Written problem » Select each line below that contains the word "reflection" and copy it out in full. Capital and lowercase letters count as different.

Records from a collection

┌────────

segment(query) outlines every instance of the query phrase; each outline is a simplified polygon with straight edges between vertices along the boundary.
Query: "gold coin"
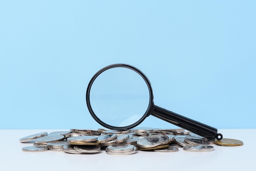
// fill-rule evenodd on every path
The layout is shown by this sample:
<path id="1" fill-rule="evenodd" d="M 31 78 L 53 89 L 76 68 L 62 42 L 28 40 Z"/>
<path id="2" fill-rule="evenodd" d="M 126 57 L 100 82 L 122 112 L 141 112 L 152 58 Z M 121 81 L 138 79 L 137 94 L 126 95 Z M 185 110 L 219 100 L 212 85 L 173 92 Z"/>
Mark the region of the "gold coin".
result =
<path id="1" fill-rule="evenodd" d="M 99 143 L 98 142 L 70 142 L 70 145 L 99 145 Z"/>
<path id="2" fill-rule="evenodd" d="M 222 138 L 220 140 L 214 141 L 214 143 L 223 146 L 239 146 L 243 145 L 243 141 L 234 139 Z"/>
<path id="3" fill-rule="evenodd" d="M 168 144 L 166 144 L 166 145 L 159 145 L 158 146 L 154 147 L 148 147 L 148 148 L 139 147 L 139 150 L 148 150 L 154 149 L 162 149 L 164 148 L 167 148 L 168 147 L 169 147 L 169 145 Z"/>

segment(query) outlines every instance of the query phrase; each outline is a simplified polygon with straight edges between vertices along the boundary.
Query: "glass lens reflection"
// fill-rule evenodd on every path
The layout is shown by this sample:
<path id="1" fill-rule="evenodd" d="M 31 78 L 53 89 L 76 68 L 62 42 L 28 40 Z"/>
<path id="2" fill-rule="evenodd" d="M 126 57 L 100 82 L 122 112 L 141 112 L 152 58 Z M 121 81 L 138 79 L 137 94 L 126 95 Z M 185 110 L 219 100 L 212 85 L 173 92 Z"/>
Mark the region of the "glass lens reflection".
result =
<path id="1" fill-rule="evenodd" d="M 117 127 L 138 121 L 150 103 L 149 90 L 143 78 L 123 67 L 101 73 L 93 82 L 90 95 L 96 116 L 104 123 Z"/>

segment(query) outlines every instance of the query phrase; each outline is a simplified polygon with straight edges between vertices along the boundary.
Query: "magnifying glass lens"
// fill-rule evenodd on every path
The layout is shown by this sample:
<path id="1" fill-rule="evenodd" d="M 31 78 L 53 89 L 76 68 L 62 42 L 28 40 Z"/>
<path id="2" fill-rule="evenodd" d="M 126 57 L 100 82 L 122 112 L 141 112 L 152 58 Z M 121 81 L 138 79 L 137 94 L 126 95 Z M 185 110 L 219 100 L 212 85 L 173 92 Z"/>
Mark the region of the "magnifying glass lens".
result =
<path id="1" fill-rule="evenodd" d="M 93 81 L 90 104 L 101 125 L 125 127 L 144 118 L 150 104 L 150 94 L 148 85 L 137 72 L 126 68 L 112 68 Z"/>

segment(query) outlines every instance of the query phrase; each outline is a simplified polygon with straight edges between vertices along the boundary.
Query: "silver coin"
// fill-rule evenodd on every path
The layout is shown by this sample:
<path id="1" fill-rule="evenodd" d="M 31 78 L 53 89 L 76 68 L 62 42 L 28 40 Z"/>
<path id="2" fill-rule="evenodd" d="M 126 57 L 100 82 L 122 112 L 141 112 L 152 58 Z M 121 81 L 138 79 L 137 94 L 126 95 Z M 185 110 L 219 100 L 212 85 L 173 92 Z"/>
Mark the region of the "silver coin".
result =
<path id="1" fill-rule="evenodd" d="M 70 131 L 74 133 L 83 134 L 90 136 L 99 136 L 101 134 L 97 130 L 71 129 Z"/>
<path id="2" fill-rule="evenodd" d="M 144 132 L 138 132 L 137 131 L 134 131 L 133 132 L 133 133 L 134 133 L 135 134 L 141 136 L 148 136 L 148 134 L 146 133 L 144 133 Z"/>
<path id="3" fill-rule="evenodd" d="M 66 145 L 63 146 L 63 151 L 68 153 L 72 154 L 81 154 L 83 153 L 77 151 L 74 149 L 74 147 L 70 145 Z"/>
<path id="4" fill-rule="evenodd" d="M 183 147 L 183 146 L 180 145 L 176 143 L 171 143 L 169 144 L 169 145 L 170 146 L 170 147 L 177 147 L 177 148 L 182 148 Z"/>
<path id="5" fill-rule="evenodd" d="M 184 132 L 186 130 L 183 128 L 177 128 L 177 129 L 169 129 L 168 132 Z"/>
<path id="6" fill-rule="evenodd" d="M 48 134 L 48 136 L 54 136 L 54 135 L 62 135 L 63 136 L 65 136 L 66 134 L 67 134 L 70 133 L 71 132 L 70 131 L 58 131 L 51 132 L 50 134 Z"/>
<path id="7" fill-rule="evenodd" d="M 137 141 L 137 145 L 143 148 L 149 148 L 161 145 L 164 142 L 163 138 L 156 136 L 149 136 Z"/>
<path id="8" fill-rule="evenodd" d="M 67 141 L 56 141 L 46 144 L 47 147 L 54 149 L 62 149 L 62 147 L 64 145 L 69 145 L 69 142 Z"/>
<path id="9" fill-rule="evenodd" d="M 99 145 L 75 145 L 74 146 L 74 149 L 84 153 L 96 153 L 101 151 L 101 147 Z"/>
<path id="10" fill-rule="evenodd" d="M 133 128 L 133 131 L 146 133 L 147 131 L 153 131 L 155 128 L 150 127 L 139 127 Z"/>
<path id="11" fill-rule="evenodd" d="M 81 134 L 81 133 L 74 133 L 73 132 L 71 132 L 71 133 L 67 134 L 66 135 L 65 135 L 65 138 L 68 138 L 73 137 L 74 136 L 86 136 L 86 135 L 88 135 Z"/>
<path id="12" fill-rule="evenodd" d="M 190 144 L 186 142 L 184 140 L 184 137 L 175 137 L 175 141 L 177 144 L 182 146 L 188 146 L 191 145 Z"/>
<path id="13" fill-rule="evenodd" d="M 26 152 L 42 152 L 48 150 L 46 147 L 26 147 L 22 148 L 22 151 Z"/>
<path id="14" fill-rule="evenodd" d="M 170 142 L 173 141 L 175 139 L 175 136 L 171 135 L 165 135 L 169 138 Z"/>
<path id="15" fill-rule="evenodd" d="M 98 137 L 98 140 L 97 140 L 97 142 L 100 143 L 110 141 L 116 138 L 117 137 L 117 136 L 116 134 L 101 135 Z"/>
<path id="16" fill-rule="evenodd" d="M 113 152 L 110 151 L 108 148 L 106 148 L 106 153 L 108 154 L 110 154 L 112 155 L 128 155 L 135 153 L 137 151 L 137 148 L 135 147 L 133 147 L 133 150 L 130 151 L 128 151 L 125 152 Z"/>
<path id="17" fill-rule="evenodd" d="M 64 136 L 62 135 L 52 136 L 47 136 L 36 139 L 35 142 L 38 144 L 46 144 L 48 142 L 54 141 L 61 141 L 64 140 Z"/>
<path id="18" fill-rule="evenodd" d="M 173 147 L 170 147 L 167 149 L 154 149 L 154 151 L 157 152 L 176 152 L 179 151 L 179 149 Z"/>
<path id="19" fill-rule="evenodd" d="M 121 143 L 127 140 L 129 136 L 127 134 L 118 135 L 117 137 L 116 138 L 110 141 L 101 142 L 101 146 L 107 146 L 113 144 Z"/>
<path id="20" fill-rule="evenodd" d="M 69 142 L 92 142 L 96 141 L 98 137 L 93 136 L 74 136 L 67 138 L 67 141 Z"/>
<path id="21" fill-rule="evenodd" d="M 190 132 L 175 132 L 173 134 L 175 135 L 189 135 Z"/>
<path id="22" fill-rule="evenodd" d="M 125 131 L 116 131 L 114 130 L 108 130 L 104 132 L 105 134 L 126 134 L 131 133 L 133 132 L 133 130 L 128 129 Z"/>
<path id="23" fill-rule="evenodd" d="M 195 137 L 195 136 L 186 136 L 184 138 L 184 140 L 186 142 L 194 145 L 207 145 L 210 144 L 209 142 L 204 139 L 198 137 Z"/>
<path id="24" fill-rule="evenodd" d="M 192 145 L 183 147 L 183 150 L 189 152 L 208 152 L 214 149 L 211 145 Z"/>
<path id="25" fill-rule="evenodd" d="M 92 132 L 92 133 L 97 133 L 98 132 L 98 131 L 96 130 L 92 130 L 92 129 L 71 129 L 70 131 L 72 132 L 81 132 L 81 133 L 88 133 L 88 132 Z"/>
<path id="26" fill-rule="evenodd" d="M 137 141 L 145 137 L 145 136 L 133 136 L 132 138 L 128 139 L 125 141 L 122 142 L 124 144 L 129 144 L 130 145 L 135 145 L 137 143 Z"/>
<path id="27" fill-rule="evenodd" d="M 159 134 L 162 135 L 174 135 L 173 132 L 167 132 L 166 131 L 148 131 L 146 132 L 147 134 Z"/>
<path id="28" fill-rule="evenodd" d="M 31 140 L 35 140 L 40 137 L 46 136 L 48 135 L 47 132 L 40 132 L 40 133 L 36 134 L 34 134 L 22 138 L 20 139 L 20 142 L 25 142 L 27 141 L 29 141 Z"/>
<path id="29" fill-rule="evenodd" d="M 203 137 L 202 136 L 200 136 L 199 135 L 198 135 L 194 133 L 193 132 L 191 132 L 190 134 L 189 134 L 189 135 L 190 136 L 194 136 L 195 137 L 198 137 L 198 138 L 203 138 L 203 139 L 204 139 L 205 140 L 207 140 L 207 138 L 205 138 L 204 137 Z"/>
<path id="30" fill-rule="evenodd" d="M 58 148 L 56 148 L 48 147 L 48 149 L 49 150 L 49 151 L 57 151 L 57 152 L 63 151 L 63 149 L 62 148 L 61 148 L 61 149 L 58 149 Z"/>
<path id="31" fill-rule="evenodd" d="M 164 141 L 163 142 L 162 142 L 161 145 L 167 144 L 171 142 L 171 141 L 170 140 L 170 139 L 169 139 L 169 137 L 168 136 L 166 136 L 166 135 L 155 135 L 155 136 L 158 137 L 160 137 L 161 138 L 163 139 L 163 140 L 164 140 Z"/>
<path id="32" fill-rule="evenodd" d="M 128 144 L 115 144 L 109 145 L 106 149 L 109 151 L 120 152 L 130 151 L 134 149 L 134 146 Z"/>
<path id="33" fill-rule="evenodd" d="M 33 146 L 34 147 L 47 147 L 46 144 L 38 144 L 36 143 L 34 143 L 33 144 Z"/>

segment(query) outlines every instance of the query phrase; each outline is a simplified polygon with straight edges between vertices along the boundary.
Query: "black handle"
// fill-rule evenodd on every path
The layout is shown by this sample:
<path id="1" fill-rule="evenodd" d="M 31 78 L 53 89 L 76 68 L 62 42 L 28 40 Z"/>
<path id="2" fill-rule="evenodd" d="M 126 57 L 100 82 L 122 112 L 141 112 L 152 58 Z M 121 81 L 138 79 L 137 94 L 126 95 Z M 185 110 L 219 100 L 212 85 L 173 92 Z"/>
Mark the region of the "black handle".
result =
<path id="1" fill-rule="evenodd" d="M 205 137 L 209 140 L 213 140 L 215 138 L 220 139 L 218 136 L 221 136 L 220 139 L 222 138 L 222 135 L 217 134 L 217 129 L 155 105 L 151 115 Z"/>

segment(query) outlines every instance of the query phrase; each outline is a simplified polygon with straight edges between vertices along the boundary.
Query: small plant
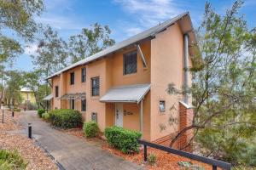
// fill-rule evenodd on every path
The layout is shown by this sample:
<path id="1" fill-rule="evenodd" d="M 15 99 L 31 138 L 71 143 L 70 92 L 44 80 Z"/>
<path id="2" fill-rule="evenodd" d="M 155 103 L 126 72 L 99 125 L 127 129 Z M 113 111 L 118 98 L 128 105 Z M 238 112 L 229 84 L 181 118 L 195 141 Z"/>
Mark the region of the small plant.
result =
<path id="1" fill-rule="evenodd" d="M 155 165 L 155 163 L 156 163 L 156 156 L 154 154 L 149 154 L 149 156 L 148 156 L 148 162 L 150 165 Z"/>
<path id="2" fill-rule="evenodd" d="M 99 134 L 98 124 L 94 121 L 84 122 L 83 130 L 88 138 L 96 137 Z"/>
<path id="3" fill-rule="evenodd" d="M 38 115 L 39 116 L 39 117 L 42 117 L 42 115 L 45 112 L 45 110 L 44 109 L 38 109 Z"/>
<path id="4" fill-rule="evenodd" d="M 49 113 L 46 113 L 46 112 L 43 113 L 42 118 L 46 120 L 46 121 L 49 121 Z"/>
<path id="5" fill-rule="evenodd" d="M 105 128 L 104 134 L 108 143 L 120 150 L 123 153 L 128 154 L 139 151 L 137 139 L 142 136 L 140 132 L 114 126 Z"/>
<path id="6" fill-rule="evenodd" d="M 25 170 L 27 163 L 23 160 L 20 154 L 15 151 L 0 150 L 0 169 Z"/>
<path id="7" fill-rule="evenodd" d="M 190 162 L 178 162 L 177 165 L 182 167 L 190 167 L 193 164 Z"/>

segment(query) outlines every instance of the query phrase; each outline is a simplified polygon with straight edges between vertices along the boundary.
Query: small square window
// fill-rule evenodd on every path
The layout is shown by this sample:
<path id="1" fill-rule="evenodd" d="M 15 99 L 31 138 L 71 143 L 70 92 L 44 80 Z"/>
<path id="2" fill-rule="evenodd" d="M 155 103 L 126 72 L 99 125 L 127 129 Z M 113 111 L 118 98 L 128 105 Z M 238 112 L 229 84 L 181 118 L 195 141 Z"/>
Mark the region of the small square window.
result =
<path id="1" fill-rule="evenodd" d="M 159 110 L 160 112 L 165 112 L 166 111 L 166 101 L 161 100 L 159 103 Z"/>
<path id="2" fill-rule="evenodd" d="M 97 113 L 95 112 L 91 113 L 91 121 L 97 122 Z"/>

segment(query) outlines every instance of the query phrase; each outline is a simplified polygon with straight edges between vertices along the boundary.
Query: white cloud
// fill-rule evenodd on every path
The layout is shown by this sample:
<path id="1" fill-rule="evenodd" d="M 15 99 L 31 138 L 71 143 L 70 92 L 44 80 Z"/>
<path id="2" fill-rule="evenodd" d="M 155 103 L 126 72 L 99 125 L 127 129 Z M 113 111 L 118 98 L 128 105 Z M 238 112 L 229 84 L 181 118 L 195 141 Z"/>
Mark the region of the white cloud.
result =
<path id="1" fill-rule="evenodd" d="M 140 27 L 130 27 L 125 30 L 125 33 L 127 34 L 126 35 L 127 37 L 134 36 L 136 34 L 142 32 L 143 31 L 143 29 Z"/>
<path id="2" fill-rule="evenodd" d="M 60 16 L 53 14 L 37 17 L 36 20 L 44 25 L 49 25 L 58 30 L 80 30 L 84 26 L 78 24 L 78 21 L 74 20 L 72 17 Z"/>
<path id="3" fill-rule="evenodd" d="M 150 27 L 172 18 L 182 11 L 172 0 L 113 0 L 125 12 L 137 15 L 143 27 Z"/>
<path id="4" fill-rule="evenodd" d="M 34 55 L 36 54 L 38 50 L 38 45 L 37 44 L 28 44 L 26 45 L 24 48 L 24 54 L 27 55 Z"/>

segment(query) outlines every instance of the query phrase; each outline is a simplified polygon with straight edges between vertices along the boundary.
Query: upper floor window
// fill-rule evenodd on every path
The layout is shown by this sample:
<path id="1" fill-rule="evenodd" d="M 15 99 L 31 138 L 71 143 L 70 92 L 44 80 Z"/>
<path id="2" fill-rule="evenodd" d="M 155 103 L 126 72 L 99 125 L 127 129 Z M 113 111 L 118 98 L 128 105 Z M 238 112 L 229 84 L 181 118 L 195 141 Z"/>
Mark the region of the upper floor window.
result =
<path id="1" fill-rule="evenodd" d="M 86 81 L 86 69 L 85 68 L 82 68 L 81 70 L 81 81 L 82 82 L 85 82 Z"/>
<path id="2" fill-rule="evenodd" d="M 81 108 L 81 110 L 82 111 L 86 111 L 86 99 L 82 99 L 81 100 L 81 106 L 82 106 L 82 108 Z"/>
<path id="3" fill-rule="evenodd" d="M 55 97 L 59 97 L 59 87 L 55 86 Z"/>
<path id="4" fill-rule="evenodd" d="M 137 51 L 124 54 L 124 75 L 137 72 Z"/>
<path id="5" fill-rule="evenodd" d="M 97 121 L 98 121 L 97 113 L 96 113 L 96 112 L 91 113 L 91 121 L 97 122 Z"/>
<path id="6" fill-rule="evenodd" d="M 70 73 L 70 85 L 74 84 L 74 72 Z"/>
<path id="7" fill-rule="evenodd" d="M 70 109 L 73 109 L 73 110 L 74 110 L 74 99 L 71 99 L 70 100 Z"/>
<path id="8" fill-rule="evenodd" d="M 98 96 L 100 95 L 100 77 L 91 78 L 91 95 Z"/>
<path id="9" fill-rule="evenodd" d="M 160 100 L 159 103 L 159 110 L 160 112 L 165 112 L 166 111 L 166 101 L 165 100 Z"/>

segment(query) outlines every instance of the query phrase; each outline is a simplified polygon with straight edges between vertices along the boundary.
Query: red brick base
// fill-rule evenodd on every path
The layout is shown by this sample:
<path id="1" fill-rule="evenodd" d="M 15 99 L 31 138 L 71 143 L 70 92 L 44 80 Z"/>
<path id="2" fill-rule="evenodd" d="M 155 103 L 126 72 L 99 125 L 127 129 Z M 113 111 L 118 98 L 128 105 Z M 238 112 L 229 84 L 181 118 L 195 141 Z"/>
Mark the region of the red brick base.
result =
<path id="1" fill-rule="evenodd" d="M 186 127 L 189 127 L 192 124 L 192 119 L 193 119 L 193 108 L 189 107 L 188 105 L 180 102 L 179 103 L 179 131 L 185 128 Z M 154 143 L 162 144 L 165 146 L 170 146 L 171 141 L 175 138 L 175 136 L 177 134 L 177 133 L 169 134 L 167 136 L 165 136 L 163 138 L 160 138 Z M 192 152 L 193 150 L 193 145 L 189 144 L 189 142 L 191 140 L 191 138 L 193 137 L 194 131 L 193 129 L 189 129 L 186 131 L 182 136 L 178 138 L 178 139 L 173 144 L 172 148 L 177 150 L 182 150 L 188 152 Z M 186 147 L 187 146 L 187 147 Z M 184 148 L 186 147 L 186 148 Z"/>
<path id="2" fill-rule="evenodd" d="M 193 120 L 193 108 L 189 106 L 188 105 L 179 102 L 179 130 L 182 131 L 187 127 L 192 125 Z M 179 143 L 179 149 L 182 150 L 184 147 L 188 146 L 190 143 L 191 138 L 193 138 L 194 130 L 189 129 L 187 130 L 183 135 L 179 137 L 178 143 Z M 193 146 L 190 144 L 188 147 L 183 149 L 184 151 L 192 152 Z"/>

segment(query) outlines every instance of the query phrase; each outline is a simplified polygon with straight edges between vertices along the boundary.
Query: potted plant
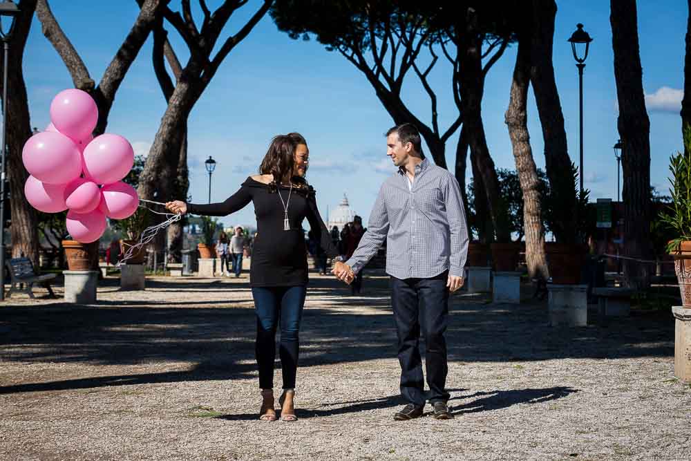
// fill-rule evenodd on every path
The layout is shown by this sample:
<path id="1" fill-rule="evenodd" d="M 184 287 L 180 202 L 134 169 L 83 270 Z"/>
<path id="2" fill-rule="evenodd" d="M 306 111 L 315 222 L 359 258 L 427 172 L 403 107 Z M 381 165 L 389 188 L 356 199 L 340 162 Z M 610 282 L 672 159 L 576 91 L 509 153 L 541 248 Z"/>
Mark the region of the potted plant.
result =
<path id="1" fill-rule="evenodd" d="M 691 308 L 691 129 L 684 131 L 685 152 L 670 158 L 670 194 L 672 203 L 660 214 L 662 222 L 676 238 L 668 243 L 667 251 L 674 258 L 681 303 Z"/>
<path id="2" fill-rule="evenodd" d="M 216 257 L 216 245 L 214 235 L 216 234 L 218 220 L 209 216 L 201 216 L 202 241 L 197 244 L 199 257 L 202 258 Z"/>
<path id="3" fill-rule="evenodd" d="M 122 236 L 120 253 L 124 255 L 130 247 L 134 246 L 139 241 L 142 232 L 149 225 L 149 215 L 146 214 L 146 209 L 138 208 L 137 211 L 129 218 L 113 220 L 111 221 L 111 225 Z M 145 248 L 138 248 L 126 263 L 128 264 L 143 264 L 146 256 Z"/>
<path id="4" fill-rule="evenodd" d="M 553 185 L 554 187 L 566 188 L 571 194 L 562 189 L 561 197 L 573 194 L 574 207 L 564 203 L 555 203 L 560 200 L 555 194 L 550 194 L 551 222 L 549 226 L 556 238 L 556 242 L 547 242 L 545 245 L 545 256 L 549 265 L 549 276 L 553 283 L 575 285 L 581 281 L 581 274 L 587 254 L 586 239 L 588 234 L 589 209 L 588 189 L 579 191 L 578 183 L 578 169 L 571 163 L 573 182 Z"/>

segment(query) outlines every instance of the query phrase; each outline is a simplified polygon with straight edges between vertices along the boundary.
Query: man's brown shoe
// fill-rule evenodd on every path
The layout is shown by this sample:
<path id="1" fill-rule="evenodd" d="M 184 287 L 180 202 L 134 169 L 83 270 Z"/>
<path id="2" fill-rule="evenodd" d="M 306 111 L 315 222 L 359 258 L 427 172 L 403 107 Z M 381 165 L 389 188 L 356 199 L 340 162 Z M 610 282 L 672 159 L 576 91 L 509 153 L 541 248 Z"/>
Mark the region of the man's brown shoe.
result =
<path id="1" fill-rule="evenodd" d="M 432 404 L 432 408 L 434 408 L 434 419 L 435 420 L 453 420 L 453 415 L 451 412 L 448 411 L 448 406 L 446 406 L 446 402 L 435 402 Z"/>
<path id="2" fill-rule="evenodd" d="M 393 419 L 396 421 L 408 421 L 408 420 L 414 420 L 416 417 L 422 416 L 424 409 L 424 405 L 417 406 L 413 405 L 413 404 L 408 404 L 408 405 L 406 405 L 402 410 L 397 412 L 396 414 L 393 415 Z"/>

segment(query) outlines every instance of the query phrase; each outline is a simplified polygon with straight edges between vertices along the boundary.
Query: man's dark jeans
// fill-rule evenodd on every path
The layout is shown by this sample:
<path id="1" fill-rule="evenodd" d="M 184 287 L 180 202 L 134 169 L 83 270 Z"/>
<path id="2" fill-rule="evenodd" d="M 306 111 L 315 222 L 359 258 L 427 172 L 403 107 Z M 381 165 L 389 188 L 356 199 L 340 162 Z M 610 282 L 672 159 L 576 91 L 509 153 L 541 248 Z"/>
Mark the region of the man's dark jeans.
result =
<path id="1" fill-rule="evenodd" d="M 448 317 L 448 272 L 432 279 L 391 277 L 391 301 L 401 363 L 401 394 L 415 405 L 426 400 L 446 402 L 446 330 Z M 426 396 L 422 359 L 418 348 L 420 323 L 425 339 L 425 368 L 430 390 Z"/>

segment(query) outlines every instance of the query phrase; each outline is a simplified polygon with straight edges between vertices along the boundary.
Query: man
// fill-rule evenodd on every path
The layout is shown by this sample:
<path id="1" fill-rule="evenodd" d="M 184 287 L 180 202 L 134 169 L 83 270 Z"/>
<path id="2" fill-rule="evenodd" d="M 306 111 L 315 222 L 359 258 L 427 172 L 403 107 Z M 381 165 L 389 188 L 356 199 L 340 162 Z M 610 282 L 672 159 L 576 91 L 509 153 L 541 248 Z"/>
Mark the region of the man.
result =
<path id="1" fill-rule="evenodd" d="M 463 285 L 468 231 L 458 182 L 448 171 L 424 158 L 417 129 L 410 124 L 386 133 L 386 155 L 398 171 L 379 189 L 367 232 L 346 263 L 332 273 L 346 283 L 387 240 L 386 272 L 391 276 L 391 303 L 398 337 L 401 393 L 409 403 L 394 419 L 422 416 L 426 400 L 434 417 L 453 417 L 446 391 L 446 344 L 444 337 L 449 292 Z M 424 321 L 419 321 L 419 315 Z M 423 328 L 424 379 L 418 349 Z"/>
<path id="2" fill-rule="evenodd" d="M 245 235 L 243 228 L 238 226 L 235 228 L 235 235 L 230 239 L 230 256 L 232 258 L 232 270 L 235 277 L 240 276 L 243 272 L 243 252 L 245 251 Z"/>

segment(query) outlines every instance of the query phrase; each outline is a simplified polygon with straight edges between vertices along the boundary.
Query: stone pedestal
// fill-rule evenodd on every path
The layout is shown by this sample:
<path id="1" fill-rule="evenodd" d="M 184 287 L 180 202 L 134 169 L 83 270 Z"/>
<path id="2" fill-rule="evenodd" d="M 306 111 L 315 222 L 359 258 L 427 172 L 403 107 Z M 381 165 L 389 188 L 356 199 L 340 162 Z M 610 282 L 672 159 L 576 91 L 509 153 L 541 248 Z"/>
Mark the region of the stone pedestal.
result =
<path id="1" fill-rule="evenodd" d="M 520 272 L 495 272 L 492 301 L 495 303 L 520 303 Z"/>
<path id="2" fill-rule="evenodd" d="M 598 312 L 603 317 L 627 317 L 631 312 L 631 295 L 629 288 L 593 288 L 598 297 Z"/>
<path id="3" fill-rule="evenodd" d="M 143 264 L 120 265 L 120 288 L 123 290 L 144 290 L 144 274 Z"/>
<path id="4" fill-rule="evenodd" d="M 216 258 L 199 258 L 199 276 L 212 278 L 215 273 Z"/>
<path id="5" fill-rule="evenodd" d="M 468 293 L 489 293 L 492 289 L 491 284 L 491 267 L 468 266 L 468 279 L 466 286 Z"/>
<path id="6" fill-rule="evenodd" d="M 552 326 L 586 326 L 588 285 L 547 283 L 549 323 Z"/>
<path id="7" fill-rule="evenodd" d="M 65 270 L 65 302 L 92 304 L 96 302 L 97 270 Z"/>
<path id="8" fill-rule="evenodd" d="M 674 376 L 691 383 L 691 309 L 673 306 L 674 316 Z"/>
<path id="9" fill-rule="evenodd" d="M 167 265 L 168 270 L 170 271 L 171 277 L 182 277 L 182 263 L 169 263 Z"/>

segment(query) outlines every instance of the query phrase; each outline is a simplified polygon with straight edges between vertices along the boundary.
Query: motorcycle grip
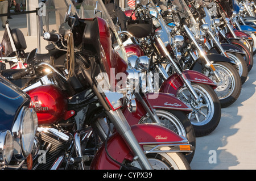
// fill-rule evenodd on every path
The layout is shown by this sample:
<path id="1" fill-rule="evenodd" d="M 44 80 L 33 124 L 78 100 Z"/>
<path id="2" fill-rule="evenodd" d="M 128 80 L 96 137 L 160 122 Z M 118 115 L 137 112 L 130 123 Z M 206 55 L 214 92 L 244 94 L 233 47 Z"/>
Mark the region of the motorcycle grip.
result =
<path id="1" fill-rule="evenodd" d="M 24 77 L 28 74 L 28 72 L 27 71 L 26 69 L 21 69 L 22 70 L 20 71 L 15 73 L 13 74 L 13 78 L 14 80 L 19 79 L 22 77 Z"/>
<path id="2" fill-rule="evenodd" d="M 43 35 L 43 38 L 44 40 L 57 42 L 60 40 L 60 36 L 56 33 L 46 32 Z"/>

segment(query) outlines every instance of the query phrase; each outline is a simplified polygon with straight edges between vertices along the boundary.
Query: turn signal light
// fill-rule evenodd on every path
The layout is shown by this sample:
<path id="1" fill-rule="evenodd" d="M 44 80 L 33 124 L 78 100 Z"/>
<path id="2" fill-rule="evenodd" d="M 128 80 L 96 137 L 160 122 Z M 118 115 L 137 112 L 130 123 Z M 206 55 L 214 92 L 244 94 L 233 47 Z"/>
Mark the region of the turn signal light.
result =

└────────

The result »
Query: "glass lens reflection"
Mark the region of the "glass lens reflection".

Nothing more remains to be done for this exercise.